_Task to carry out_
Please extract all of the lines below verbatim, leaving out nothing and changing nothing.

_Provided records_
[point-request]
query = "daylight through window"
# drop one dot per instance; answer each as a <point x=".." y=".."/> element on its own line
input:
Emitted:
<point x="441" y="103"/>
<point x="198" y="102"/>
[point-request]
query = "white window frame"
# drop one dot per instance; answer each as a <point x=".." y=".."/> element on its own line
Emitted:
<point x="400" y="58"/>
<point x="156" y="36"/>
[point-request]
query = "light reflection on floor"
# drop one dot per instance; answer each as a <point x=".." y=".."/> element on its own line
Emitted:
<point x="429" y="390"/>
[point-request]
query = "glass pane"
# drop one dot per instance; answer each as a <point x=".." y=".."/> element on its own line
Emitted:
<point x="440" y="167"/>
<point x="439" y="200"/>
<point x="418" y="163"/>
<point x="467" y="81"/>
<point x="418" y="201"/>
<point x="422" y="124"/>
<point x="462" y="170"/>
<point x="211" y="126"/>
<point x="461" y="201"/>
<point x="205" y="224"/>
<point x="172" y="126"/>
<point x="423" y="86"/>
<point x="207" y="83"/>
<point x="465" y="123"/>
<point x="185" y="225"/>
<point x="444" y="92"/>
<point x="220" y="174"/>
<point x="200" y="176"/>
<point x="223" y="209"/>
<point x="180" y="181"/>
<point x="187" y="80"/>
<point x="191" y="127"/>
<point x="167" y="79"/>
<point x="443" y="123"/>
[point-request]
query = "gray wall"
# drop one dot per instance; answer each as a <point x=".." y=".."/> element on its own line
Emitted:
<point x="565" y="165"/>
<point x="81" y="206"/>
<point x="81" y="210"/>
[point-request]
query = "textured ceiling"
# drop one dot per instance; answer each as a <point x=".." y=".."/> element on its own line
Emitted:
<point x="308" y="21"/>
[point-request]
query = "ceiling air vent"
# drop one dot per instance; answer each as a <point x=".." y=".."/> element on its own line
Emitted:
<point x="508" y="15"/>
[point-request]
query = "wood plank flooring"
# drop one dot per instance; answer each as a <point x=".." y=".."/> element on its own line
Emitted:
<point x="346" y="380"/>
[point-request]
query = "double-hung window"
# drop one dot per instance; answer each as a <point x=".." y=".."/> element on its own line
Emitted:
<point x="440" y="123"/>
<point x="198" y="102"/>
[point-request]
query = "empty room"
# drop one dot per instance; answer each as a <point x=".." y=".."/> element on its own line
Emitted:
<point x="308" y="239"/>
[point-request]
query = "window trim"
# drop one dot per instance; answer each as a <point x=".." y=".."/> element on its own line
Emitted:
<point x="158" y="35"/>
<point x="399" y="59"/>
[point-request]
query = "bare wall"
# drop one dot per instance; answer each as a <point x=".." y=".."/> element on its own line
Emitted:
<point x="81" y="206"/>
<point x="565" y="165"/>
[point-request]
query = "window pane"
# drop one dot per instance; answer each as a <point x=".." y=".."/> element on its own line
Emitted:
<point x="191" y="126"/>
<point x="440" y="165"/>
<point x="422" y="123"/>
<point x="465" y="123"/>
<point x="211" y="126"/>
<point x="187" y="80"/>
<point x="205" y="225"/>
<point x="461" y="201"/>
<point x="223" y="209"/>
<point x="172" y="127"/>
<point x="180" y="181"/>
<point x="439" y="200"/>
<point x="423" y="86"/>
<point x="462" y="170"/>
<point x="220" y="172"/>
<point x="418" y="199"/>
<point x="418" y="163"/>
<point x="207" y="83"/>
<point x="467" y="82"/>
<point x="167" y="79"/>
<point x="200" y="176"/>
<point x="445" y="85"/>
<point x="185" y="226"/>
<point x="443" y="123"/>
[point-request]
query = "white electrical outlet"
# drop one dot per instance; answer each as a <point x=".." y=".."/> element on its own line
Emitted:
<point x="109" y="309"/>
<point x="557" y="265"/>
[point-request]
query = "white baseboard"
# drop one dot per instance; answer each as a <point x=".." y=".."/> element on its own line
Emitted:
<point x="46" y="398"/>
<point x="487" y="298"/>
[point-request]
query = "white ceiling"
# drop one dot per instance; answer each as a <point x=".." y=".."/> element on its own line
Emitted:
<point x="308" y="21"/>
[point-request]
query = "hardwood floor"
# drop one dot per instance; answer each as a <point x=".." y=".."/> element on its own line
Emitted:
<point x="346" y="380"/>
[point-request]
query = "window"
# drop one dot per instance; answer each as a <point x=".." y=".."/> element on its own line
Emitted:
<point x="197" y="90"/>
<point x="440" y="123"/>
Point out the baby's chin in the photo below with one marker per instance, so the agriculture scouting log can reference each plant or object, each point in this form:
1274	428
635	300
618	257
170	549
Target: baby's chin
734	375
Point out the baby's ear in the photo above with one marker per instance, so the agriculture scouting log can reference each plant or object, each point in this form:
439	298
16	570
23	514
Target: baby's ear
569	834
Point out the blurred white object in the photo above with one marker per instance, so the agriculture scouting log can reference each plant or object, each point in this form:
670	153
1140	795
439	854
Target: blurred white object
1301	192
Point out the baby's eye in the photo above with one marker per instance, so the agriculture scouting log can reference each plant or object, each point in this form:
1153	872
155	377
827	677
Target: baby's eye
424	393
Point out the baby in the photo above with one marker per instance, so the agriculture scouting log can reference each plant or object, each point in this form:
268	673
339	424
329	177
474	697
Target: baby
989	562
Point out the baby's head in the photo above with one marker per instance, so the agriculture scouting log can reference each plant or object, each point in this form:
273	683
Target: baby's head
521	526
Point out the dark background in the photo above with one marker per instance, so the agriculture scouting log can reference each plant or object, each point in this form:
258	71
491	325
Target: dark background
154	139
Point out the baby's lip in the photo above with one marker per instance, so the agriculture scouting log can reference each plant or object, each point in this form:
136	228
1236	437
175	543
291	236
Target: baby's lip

_Expected answer_
[point-request]
query = "daylight through window"
# drop one dot per instance; answer each as a <point x=".." y=".."/> element on its own line
input:
Emitted:
<point x="441" y="103"/>
<point x="198" y="102"/>
[point-request]
query = "white window frame"
# drop one dot per instance; answer each as a <point x=".." y=".."/> element on its own line
Emitted:
<point x="400" y="58"/>
<point x="156" y="36"/>
[point-request]
query = "light reflection on floor"
# drop one dot per instance; answer each as a <point x=".." y=".."/> element on its own line
Emitted:
<point x="429" y="390"/>
[point-request]
query = "glass pane"
# drop one dot per instance; answer each as a <point x=".." y=".."/> element on its own line
Emitted:
<point x="440" y="167"/>
<point x="439" y="200"/>
<point x="418" y="163"/>
<point x="467" y="81"/>
<point x="418" y="201"/>
<point x="422" y="124"/>
<point x="462" y="170"/>
<point x="211" y="126"/>
<point x="461" y="201"/>
<point x="205" y="224"/>
<point x="172" y="126"/>
<point x="423" y="86"/>
<point x="207" y="83"/>
<point x="465" y="123"/>
<point x="185" y="225"/>
<point x="444" y="92"/>
<point x="220" y="174"/>
<point x="200" y="176"/>
<point x="223" y="209"/>
<point x="180" y="181"/>
<point x="187" y="80"/>
<point x="191" y="127"/>
<point x="167" y="79"/>
<point x="443" y="123"/>
[point-request]
query = "gray wall"
# drop one dot per instance; answer each as a <point x=".." y=".."/> element on its own line
Emitted:
<point x="565" y="165"/>
<point x="81" y="206"/>
<point x="81" y="210"/>
[point-request]
query = "textured ceiling"
# drop one dot per instance; answer each as a <point x=".." y=".."/> element on its own line
Emitted:
<point x="308" y="21"/>
[point-request]
query = "ceiling air vent"
# drop one dot per instance; answer each as a <point x=".." y=".."/> element on its own line
Emitted:
<point x="508" y="15"/>
[point-request]
query = "wood plank flooring"
# drop one dot per instance; answer each as a <point x=".." y=".."/> element on its own line
Emitted:
<point x="346" y="380"/>
[point-request]
query = "double-hung window"
# drop one dot per instance; answer each as a <point x=".." y=".."/> element on its own line
Emitted:
<point x="440" y="123"/>
<point x="198" y="102"/>
[point-request]
query = "empty room"
# drop one dot per instance; answer each as a <point x=".." y=".."/> element on its own line
Emitted:
<point x="308" y="239"/>
[point-request]
query = "window trim"
# drop one dot per instance; answer each as a <point x=".." y=".."/> element on its own line
Emitted:
<point x="158" y="35"/>
<point x="399" y="59"/>
[point-request]
query = "bare wall"
# drop one dot per instance; answer each as a <point x=".." y=".."/> element on its own line
Emitted:
<point x="81" y="206"/>
<point x="565" y="165"/>
[point-request]
query = "window pane"
# drop one dot per instance; answer each as a <point x=".." y=".."/> element on its own line
Emitted:
<point x="191" y="126"/>
<point x="440" y="165"/>
<point x="422" y="123"/>
<point x="465" y="123"/>
<point x="211" y="126"/>
<point x="187" y="80"/>
<point x="205" y="225"/>
<point x="461" y="201"/>
<point x="223" y="209"/>
<point x="172" y="127"/>
<point x="180" y="181"/>
<point x="439" y="200"/>
<point x="423" y="86"/>
<point x="462" y="170"/>
<point x="220" y="172"/>
<point x="418" y="199"/>
<point x="418" y="163"/>
<point x="207" y="83"/>
<point x="467" y="82"/>
<point x="167" y="79"/>
<point x="200" y="176"/>
<point x="445" y="85"/>
<point x="185" y="226"/>
<point x="443" y="123"/>
[point-request]
query = "white electrical outlet"
# drop one dot per instance; answer each as a <point x=".." y=".."/> element on its own line
Emitted:
<point x="109" y="309"/>
<point x="557" y="265"/>
[point-request]
query = "white baseboard"
# drop one dot per instance; answer each as a <point x=".." y=".."/> element on its own line
Emitted:
<point x="46" y="398"/>
<point x="487" y="298"/>
[point-request]
query = "white ceiling"
# drop one dot per instance; answer each as a <point x=".." y=".."/> element on its own line
Emitted:
<point x="308" y="21"/>
[point-request]
query = "hardwood floor"
# drop one dot per instance; answer each as a <point x=".." y=".."/> element on its own line
Emitted:
<point x="346" y="380"/>
[point-request]
query = "window"
# drop one dot per instance; answer each as a <point x=".." y=".."/> element on its own line
Emitted:
<point x="197" y="90"/>
<point x="440" y="123"/>
Point out the baby's chin in the photo below with one marker per instance, so the agriculture scouting log can reference each plant or object, each point in this form:
1274	428
635	300
618	257
170	549
Target: baby's chin
734	375
Point out the baby's ear in the photo above with one marker per instance, so the agriculture scouting log can reference each plant or object, each point in this form:
439	298
16	570
23	514
Target: baby's ear
569	834
Point out the blurred white object in the photo above with one marker per instance, so the agriculture scouting log can reference each plant or object, each point in this form:
670	153
1140	795
439	854
Target: blurred white object
1301	192
Point out the baby's eye in the photo above with one marker per instance, so the agriculture scouting log can reference each plant or object, each point in this form:
1153	872
155	377
827	677
Target: baby's eye
424	393
Point out the baby in the photo above with one marker per instance, so the agriculture scouting log can reference each plant or object, each point in this form:
268	673
339	424
329	177
474	697
Target: baby
989	562
Point out the baby's head in the photo above with one marker per instance, so the agriculture scouting log can reference each plant or object, each point in this form:
273	683
Target: baby's head
521	526
Point out the dark background in the photo above with one marker per instance, so the agriculture scouting log can reference each plant or object, each point in this form:
258	71
491	325
Target: dark background
154	139
Point out the baby's lip in the photo above with one marker per instance, so the agriculture scouting log can reference each plant or object, each point in this form:
136	228
1236	437
175	543
291	236
Target: baby's lip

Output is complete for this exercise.